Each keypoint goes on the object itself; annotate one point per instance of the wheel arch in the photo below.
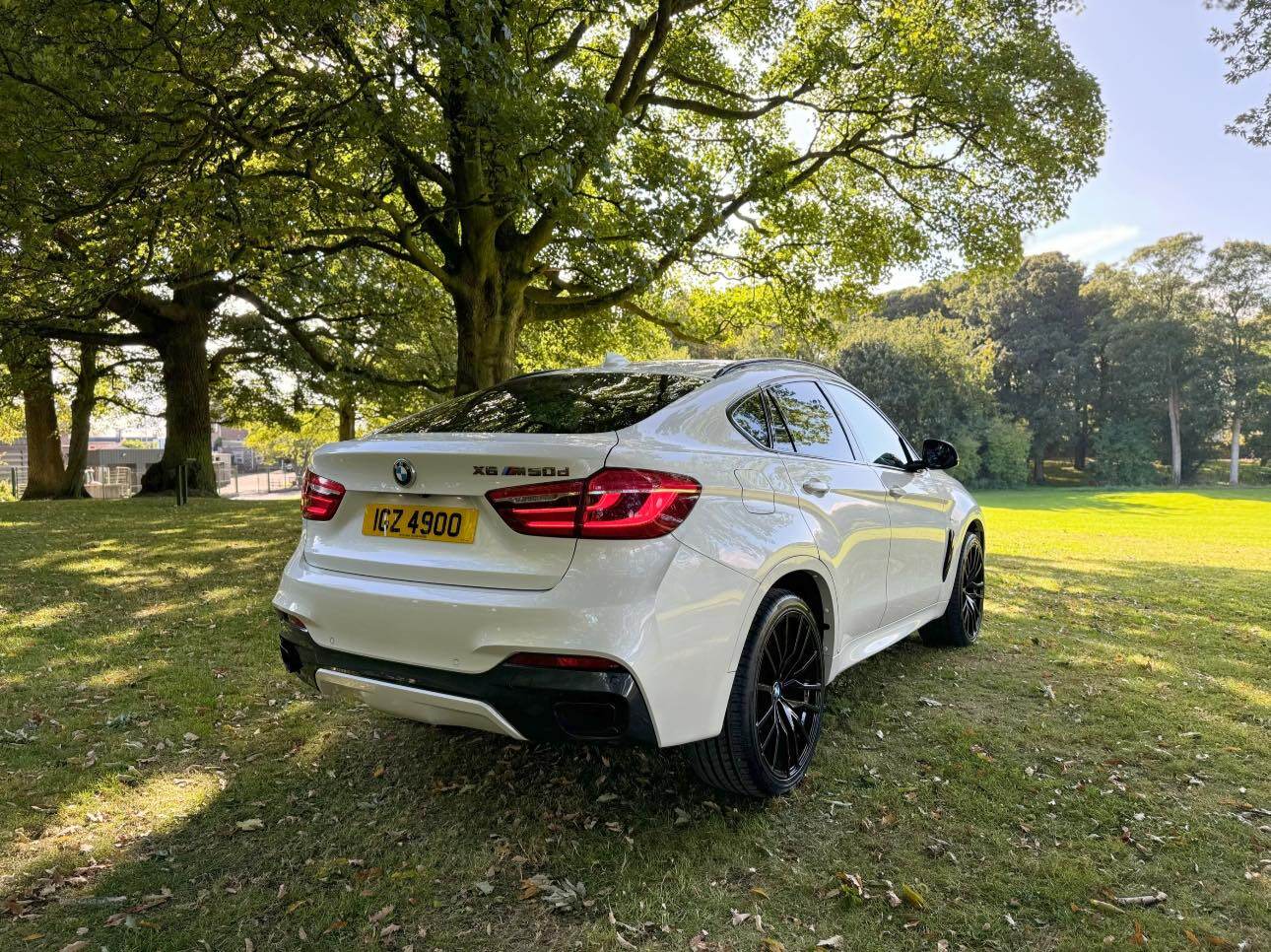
---
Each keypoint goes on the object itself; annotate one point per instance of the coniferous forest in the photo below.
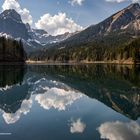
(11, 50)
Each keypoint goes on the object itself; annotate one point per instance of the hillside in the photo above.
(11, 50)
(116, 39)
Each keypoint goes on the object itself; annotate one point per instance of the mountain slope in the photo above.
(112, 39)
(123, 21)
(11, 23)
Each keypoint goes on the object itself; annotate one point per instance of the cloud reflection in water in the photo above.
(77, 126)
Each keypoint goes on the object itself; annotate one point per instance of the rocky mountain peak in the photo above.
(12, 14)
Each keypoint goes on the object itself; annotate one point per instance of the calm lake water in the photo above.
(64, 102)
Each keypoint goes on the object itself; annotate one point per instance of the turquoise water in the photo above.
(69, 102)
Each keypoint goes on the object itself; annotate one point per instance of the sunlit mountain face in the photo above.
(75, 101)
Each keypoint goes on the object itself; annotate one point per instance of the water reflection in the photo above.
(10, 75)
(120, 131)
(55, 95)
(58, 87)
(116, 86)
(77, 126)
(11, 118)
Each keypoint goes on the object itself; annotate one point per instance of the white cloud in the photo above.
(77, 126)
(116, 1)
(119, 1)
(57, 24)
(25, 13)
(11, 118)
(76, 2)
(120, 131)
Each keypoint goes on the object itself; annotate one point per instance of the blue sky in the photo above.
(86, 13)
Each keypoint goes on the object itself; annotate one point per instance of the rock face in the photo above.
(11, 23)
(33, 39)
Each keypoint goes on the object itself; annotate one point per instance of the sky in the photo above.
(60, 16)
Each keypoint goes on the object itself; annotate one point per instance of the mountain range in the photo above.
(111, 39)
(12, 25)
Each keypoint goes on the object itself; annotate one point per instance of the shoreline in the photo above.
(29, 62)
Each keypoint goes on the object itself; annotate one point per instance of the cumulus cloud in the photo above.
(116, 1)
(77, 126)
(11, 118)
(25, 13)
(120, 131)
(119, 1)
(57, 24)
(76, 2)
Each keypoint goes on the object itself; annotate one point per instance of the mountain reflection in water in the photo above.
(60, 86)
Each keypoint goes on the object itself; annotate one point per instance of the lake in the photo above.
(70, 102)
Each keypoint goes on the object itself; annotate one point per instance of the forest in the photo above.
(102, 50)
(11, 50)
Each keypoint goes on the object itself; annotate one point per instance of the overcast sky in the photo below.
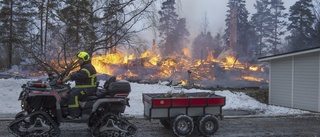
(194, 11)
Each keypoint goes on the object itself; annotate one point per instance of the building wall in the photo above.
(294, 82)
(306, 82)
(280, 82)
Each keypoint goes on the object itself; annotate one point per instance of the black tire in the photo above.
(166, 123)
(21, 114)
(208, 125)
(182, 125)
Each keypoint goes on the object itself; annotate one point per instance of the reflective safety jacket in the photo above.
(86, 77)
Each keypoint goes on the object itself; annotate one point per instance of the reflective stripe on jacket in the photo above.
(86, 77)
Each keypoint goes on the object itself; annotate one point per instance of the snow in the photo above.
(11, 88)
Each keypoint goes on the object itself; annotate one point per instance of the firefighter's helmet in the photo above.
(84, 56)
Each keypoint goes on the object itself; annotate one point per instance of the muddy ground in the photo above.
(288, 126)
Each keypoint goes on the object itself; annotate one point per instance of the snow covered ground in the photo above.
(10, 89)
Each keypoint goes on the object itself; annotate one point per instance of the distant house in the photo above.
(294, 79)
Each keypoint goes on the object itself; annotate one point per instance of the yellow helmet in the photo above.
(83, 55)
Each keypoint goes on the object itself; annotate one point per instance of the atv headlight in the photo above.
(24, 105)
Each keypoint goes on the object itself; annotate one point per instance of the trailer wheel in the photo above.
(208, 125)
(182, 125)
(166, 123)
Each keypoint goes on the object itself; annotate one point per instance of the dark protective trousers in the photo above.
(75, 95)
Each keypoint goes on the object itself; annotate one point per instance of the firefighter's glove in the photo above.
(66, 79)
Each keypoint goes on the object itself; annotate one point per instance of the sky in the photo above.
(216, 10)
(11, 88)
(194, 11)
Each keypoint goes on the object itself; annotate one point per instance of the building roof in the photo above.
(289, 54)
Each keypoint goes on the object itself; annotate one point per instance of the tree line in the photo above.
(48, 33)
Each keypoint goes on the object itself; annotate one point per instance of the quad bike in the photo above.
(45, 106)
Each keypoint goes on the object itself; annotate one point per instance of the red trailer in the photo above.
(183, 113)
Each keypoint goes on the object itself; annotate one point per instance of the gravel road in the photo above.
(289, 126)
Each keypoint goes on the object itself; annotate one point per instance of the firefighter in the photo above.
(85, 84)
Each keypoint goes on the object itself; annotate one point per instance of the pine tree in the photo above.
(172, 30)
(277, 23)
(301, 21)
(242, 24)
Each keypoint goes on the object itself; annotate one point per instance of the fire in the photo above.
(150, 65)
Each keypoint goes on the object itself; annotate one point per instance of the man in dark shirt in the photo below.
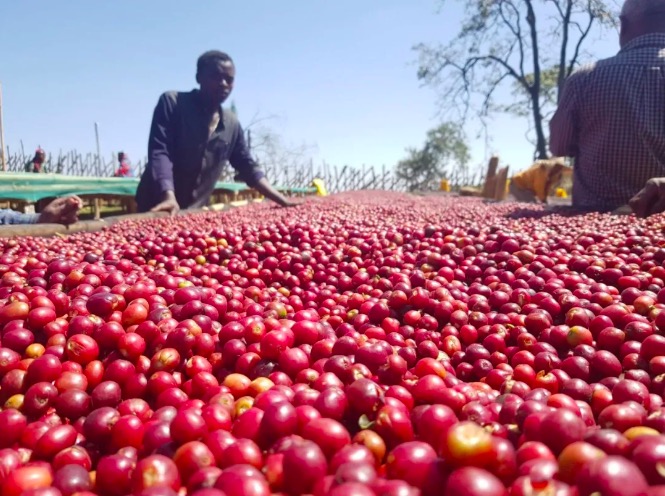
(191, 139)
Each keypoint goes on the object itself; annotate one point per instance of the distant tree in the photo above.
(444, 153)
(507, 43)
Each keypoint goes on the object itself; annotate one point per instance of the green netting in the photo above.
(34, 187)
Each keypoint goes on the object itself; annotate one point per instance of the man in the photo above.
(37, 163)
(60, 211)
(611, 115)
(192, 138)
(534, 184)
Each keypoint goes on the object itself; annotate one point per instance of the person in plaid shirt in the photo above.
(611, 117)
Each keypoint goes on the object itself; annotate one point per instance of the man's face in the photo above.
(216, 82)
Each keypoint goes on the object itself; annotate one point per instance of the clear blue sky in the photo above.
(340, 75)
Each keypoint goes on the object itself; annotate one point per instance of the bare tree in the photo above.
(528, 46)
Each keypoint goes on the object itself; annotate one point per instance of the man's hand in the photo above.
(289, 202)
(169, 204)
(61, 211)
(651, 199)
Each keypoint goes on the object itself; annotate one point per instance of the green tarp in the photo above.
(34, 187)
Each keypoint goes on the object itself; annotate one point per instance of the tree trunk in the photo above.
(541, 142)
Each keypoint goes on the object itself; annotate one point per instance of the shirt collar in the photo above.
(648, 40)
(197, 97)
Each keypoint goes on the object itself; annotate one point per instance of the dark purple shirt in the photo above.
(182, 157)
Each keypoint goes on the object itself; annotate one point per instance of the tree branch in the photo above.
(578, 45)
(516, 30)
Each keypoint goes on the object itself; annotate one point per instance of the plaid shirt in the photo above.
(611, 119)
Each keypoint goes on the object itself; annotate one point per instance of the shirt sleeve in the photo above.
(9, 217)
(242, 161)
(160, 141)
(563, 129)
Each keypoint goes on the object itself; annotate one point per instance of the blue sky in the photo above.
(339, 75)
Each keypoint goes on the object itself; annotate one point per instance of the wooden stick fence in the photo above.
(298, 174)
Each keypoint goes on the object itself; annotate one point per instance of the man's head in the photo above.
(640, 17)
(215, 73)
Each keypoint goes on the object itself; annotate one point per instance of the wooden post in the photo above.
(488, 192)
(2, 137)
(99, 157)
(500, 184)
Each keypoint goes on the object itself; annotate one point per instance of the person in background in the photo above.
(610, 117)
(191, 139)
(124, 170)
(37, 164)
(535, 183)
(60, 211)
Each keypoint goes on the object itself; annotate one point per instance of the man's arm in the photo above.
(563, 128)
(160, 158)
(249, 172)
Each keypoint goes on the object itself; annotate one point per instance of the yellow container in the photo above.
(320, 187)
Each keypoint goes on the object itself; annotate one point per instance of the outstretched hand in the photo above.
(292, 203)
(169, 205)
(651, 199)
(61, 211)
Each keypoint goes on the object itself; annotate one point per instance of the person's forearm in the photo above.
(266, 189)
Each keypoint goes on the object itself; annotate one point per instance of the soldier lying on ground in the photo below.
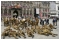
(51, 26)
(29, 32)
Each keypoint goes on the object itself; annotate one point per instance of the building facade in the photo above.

* What the task asks: Collect every row above that contains the string "forest", and copy each of those rows in full.

* Answer to the problem:
Each keypoint goes on the object itself; annotate one point per instance of the coniferous forest in the photo below.
Each keypoint goes on the object itself; annotate one point per instance of the forest in the photo above.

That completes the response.